The Matriarch of Salem Indiana
In 1807, one year after the lands that became Washington County were officially surveyed, a group of Quaker men came to the area, from North Carolina, to seek out new lands to settle away from the slavery policies of the south. Two of these men, Samuel and William Lindley Jr., chose to settle near the Blue River settlement of Royse’s Lick. William and his wife, the former Mary Pitts, along with two young children, permanently relocated to the area the following year.
William and Mary constructed a simple hewn-log cabin, in what would later become the Blue River Quaker Community, where they lived for two years, before moving southwest down Blue River to the fork with Brock’s Creek. Here they would construct a fine two-story log cabin, approximately where the site of McDonald’s Restaurant is today, and have seven more children. After territorial legislation was passed, in December of 1813, to form a new county, of Washington, out of Harrison and Clark, the 5 commissioners appointed to select the county seat were instructed by the governor to meet at the home of the new county’s surveyor, William Lindley Jr., on January 17, 1814.

- [Records shown]:
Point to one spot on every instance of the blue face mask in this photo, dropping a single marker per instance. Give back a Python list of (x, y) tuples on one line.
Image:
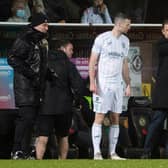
[(20, 13)]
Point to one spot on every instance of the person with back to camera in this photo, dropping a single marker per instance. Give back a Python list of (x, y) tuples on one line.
[(159, 96), (98, 13), (28, 57), (56, 113), (109, 53)]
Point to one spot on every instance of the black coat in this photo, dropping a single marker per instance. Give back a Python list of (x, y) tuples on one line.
[(160, 93), (60, 93), (28, 57)]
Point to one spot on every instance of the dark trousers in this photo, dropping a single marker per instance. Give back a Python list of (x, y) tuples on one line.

- [Work task 1]:
Answer these questions using the Salem history passage:
(a) In what year did the group of Quaker men from North Carolina come to the area?
(b) What was the maiden name of William Lindley Jr.'s wife?
(c) On what date were the commissioners instructed to meet at William Lindley Jr.'s home?
- [Work task 2]: List every county named in the Salem history passage.
- [Work task 3]: Continue the Salem history passage from the point where it ends.
The entries are not needed for this work.

- [Task result 1]:
(a) 1807
(b) Mary Pitts
(c) January 17, 1814

- [Task result 2]: Washington, Harrison, Clark

- [Task result 3]:
These men, led by Indiana Militia General, Marston G. Clark, headquartered themselves in the hospitality of the Lindley’s home, while they toured prospective sites for eight days. It is said that during these expeditions to various locations throughout our county that William Lindley never missed an opportunity to get in a good word about his favorite location of the land surrounding the forks of Blue River and Brock’s creek, or essentially his own back yard. He repeatedly reminded the commissioners that the land was the approximate center of the county and that it was easily accessible from every direction. He informed them that the intersecting waterways would provide an excellent location for mills and other industry and that within a mile radius there were at least 12 quality fresh water springs.
How much bearing Lindley’s influence had over the commissioners is lost to history, but they did inevitably choose the land he favored for the county seat. In a meeting at the Lindley home the commissioners agreed to purchase 160 acres from Benjamin Brewer and 14 acres from William Lindley Jr., south of Brewers land. After the decision was made and the land was purchased, the conversation quickly turned to what would be a suitable name for the future town.
Several suggestions were made amongst the men, but no agreement could be reached, when one of the commissioners asked Mrs. Lindley what her opinion was. Mary, who had endured an enormous amount of labor over the course of this selection process, with caring for their four children and her husband and catering to four houseguests, along with a tremendous amount of visitors stopping by, with their varying interests about the location of the county seat, stated without hesitation, “I would name it after our native town in North Carolina, Salem. You know it means the city of peace.”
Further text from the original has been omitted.